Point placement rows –
──────────────────────────────

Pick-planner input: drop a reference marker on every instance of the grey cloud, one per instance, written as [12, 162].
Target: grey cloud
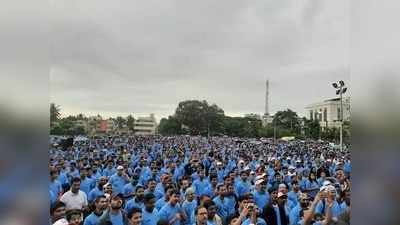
[144, 57]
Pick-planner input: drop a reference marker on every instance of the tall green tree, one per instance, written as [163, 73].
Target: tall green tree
[130, 122]
[170, 126]
[120, 122]
[55, 113]
[200, 117]
[287, 119]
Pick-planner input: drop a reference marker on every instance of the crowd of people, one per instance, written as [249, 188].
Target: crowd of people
[191, 180]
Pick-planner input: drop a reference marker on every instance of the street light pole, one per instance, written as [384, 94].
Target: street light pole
[341, 120]
[340, 91]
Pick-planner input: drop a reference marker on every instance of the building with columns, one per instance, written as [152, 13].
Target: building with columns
[328, 112]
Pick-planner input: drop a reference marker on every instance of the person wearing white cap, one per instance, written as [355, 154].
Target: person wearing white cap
[119, 180]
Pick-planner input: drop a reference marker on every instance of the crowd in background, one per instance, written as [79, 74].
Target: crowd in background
[187, 180]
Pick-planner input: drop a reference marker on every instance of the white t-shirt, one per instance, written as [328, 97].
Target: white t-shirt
[74, 201]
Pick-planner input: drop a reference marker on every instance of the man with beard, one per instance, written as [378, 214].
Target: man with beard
[119, 180]
[189, 205]
[135, 216]
[149, 213]
[297, 212]
[100, 205]
[97, 191]
[129, 189]
[75, 198]
[295, 193]
[151, 186]
[57, 213]
[161, 187]
[201, 216]
[202, 186]
[222, 203]
[242, 186]
[87, 184]
[274, 213]
[260, 194]
[114, 214]
[137, 201]
[172, 211]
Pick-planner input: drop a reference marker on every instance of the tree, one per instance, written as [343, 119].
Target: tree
[120, 122]
[287, 119]
[130, 122]
[199, 117]
[170, 126]
[55, 113]
[312, 128]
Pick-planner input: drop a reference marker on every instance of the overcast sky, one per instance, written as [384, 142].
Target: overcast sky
[139, 57]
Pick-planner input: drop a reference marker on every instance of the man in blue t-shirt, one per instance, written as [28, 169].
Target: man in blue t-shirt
[119, 180]
[172, 211]
[149, 213]
[100, 205]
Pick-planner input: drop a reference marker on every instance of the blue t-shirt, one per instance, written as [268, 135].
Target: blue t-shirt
[133, 204]
[87, 185]
[56, 187]
[117, 219]
[260, 221]
[261, 199]
[242, 188]
[321, 208]
[160, 203]
[118, 183]
[202, 187]
[149, 218]
[94, 193]
[168, 212]
[189, 208]
[92, 219]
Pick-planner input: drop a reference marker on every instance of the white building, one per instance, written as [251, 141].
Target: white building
[328, 112]
[145, 125]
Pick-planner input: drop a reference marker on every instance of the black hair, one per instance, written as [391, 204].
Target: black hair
[133, 211]
[72, 212]
[75, 179]
[148, 197]
[162, 222]
[207, 204]
[196, 210]
[97, 199]
[55, 206]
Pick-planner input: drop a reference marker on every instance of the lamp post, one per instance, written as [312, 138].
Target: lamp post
[340, 90]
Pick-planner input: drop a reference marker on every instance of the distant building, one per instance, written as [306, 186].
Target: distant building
[145, 125]
[328, 112]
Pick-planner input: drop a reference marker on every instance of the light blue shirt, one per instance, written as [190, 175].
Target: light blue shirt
[260, 221]
[149, 218]
[168, 212]
[118, 183]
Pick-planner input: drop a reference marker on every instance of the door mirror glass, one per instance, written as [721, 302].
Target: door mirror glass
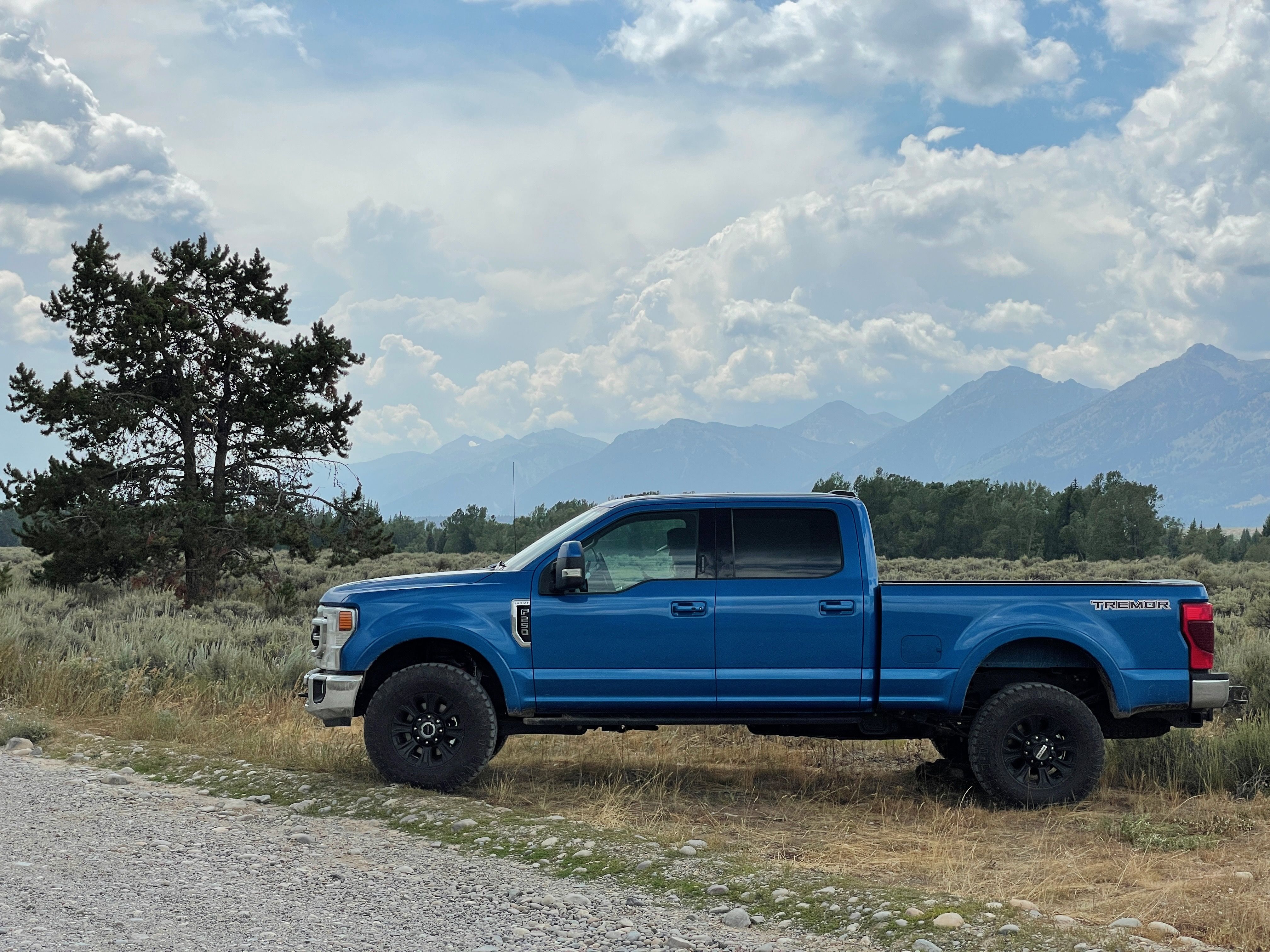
[571, 570]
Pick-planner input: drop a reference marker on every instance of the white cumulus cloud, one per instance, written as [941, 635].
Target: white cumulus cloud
[977, 51]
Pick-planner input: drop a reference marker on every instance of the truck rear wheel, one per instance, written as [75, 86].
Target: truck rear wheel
[431, 725]
[1034, 744]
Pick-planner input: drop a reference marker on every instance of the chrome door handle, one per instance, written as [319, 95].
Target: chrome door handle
[688, 610]
[838, 606]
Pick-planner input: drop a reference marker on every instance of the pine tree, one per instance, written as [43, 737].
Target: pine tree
[192, 427]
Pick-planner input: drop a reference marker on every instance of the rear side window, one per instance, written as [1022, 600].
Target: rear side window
[785, 544]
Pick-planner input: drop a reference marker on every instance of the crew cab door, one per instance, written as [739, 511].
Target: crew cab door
[789, 624]
[641, 639]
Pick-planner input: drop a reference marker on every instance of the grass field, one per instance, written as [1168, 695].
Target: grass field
[1175, 819]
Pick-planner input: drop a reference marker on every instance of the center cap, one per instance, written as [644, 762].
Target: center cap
[1041, 748]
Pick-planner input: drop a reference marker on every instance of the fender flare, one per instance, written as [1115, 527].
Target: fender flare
[1109, 671]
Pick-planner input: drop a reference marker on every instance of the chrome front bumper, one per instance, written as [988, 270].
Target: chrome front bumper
[1212, 691]
[332, 697]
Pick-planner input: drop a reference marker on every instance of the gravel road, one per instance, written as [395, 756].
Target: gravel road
[84, 865]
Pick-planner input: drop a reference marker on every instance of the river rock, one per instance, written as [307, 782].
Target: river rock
[736, 918]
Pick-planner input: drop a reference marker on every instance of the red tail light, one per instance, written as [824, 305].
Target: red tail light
[1199, 632]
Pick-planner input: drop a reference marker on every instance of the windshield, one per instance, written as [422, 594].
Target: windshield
[553, 540]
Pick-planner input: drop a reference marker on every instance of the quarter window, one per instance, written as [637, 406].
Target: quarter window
[642, 549]
[787, 544]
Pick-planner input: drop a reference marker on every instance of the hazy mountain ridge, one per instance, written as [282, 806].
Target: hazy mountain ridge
[1198, 427]
[968, 423]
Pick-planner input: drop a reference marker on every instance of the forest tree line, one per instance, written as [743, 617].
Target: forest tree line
[1110, 518]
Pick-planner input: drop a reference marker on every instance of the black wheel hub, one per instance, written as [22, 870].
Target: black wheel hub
[427, 730]
[1039, 752]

──────────────────────────────

INSTRUCTION –
Format all of the rows above as a two-column CSV with the headers request and points, one line per request. Put each request's text and its answer in their own quoted fields, turn any line breaks into spaces, and leave the pictures out.

TASK SOLUTION –
request,points
"Pick-planner input: drop a reference marker on every instance of the grey cloud, one per instance, written as [12, 162]. Target: grey cloud","[144, 57]"
"Pick-planner input: drop a reference marker on every instance of the tall green tree, one per instance, written as [163, 73]. Target: tall green tree","[130, 122] [170, 126] [120, 122] [55, 113] [200, 117] [287, 119]"
"Pick-planner input: drop a reference marker on every instance of the crowd of people, one per instance, written as [249, 188]. Target: crowd of people","[191, 180]"
"Pick-planner input: drop a reference marker on every instance of the street light pole, one per instance, written as [384, 94]. Target: street light pole","[341, 120] [340, 91]"
"Pick-planner input: drop a reference marker on every instance of the building with columns, one per instance, written as [152, 13]. Target: building with columns","[328, 112]"
"Pick-planner input: drop a reference marker on every instance of the person wearing white cap, one per instance, written as [355, 154]. Target: person wearing white cap","[119, 180]"
"Pick-planner input: drop a reference marker on every instance of the crowd in background, one per instance, written as [79, 74]. Target: crowd in background","[187, 180]"
"Pick-planner input: drop a reference marker on every instance of the white t-shirt, one per instance, written as [328, 97]. Target: white t-shirt","[74, 201]"
"Pick-planner input: drop a reference marker on every instance of the man with beard, one per instance, written as [378, 214]. Target: man with beard","[119, 180] [189, 205] [135, 216] [149, 213] [297, 212] [100, 205] [97, 191] [129, 189] [75, 198] [295, 193] [151, 186] [57, 213] [161, 187] [201, 216] [202, 186] [222, 203] [242, 186] [87, 184] [274, 213] [260, 194] [114, 214] [137, 201] [172, 211]"
"Pick-planner input: drop a reference marker on every instance of the tree, one per instance, written as [343, 119]. Target: tree","[120, 122] [287, 119] [130, 122] [199, 117] [170, 126] [55, 113] [312, 128]"
"Pick-planner input: drop a reference marker on every instance of the overcast sky, one per instance, written as [384, 142]. Target: overcast sky","[139, 57]"
"Pick-planner input: drop a reference marker on every instance of the man in blue t-shirt, one per instance, written as [28, 169]. Target: man in blue t-shirt","[119, 180] [172, 211] [149, 213] [100, 205]"
"Pick-planner input: drop a reference marker on every instance of the blue t-shirt, one per instance, written as [268, 135]. Target: blue t-shirt","[133, 204] [87, 185] [56, 187] [117, 219] [260, 221] [261, 199] [242, 188] [321, 208] [160, 203] [118, 183] [202, 187] [149, 218] [94, 193] [168, 212] [189, 208] [92, 219]"
"Pick-planner input: drop a reference marker on every instance of the white building, one per instance, written as [251, 141]. Target: white building","[328, 112] [145, 125]"
"Pick-planner input: drop a reference marker on every instance of the black hair, one per instance, written as [391, 204]. Target: black hair","[133, 211] [72, 212] [75, 179] [148, 197] [162, 222] [207, 204] [196, 210] [97, 199] [55, 206]"
"Pick-planner input: drop a reference marker on every instance of the lamp post, one per instance, written as [312, 138]. Target: lamp post","[340, 90]"
"Pick-planner input: drop a reference marker on every instance of the distant building, one per instance, written as [306, 186]. Target: distant building","[145, 125] [328, 112]"
"Pick-planner input: drop a reference marker on every instance of the light blue shirt, one per instance, written as [190, 175]. Target: light blue shirt","[260, 221] [149, 218] [168, 212] [118, 183]"
"Pick-planner input: drop a reference marker on every instance of the door mirror glass, one per instance, written as [721, 302]. Target: door mirror glass","[571, 570]"
"Pick-planner input: drop a reference marker on every instance of the white cumulus cloud, one per instance, written as [941, 635]. Target: white cumulus cloud","[977, 51]"
"Pick-planner input: drop a reference marker on every instance of the truck rear wheel, one per instance, written as [75, 86]. Target: truck rear wheel","[431, 725] [1034, 744]"
"Pick-planner input: drop a reference marker on every instance of the chrome door handle, one per instance, written as [319, 95]. Target: chrome door handle","[688, 610] [838, 606]"
"Pick-planner input: drop a reference marker on every instance of the pine tree, one per instance, written as [43, 737]. Target: pine tree","[192, 427]"
"Pick-planner input: drop a reference marker on every instance of the rear side window, one per instance, written as [1022, 600]. Target: rear side window","[785, 544]"
"Pick-planner input: drop a reference marker on every instance of the crew cab door, one per instance, written as [739, 511]. Target: crew cab door","[789, 624] [641, 639]"
"Pick-planner input: drop a reference marker on every instance of the grass field, one per instance, written as [1168, 695]. Target: grass field","[1175, 819]"
"Pick-planner input: drop a reference marker on every instance of the center cap, one per instance, written as [644, 762]. Target: center cap","[1041, 748]"
"Pick-planner input: drop a reference marker on every instance of the fender flare, one per instance, written as [1115, 527]. Target: fender flare","[1109, 671]"
"Pick-planner input: drop a reference marker on every instance of the chrome front bumper, one per instance, written as [988, 270]. Target: chrome front bumper","[1212, 691] [332, 697]"
"Pick-planner input: drop a reference marker on every instance of the gravel road, one per instance, written as [395, 756]. Target: gravel road","[84, 865]"
"Pick-planner input: drop a reference marker on every instance of the river rock, one per instance, written as [307, 782]. Target: river rock","[736, 918]"
"Pick-planner input: drop a reference marker on every instance of the red tail light, one per instance, written as [824, 305]. Target: red tail light","[1199, 632]"
"Pick-planner input: drop a reference marker on every instance of the windshield, one per instance, written as [422, 594]. Target: windshield","[553, 540]"
"Pick-planner input: drop a reference marker on every instance of the quarter window, one per instance, written as [637, 406]. Target: quarter window","[642, 549] [787, 544]"
"Pick-planner input: drop a reference marker on every instance of the hazy mountain ridge, one per instance, written as [282, 806]. Target: hazy mountain ridge","[1198, 427] [968, 423]"
"Pick-planner input: drop a reference marker on every instance of the forest tree line, one per instance, written as [743, 617]. Target: forest tree line","[1110, 518]"
"Pick-planner input: drop a reference marker on every instance of the black wheel hub, one per instance, written as [22, 870]. Target: black wheel hub","[427, 730] [1039, 752]"